→ Instrucción escrita
Presenta como lista numerada las líneas del material desde la que contiene "Reviewer check: every instance of the black", incluida esa línea, hasta la última línea del material, y omite las líneas en blanco.
-------- Extracto de datos
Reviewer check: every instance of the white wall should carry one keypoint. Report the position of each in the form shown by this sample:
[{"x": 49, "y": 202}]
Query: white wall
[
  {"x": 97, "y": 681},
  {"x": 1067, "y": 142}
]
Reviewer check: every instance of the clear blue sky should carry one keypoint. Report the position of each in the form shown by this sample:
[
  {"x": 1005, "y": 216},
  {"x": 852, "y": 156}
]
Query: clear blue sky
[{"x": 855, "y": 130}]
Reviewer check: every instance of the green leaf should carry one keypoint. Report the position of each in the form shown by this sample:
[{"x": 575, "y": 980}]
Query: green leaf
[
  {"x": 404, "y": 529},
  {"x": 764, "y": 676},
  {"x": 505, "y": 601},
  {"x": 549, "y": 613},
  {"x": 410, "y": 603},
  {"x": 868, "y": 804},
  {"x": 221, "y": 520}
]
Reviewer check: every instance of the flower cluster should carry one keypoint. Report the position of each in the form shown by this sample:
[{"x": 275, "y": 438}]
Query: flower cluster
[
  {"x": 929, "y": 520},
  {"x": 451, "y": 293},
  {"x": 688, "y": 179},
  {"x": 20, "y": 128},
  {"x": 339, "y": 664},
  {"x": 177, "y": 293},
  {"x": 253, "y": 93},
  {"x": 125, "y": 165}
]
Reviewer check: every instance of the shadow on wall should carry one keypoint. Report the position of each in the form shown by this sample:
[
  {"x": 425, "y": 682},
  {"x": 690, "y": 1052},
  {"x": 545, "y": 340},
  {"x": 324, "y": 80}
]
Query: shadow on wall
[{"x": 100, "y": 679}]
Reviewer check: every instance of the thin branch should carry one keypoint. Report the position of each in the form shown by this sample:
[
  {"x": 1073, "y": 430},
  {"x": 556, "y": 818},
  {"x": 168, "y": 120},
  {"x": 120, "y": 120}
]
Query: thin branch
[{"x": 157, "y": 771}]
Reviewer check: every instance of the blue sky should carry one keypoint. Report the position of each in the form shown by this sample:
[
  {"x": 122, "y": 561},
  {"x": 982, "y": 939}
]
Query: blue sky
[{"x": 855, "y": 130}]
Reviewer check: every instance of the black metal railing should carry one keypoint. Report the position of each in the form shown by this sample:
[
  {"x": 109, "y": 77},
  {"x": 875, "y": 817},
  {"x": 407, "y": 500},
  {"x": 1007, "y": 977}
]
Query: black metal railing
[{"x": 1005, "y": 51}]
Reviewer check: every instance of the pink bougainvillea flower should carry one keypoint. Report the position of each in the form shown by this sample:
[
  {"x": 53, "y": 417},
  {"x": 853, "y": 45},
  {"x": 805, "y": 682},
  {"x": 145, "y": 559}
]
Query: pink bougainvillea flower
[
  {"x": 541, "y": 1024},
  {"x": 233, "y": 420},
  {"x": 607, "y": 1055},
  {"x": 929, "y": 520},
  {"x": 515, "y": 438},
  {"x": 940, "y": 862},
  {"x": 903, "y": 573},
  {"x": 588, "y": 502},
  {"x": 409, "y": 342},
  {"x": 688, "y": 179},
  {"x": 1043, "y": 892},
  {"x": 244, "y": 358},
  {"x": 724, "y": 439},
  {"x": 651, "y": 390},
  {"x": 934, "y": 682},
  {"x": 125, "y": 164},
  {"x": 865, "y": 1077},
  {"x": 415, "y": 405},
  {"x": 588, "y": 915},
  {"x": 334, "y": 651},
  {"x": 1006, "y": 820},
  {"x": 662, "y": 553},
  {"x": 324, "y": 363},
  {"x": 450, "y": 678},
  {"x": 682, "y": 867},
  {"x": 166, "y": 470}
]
----------------
→ Solución de la tarea
1. Reviewer check: every instance of the black metal railing should carry one keypoint. Report the position of each in the form shown by this sample:
2. [
3.   {"x": 109, "y": 77},
4.   {"x": 875, "y": 817},
5.   {"x": 407, "y": 500},
6.   {"x": 1007, "y": 977}
7. ]
8. Query: black metal railing
9. [{"x": 1005, "y": 51}]
10. Reviewer check: every instance of the pink bougainvillea flower should carry one keypoint. Report the position of each in the form shown by this sample:
11. [
12.   {"x": 53, "y": 417},
13.   {"x": 853, "y": 45},
14.   {"x": 805, "y": 682},
15.   {"x": 145, "y": 559}
16. ]
17. Query: pink bougainvillea flower
18. [
19.   {"x": 541, "y": 1024},
20.   {"x": 233, "y": 420},
21.   {"x": 607, "y": 1055},
22.   {"x": 929, "y": 520},
23.   {"x": 515, "y": 438},
24.   {"x": 940, "y": 862},
25.   {"x": 903, "y": 573},
26.   {"x": 588, "y": 502},
27.   {"x": 409, "y": 342},
28.   {"x": 688, "y": 179},
29.   {"x": 1043, "y": 892},
30.   {"x": 244, "y": 358},
31.   {"x": 724, "y": 439},
32.   {"x": 651, "y": 390},
33.   {"x": 934, "y": 682},
34.   {"x": 125, "y": 164},
35.   {"x": 865, "y": 1077},
36.   {"x": 415, "y": 405},
37.   {"x": 588, "y": 915},
38.   {"x": 334, "y": 651},
39.   {"x": 1006, "y": 820},
40.   {"x": 662, "y": 553},
41.   {"x": 324, "y": 363},
42.   {"x": 450, "y": 678},
43.   {"x": 682, "y": 867},
44.   {"x": 166, "y": 470}
45. ]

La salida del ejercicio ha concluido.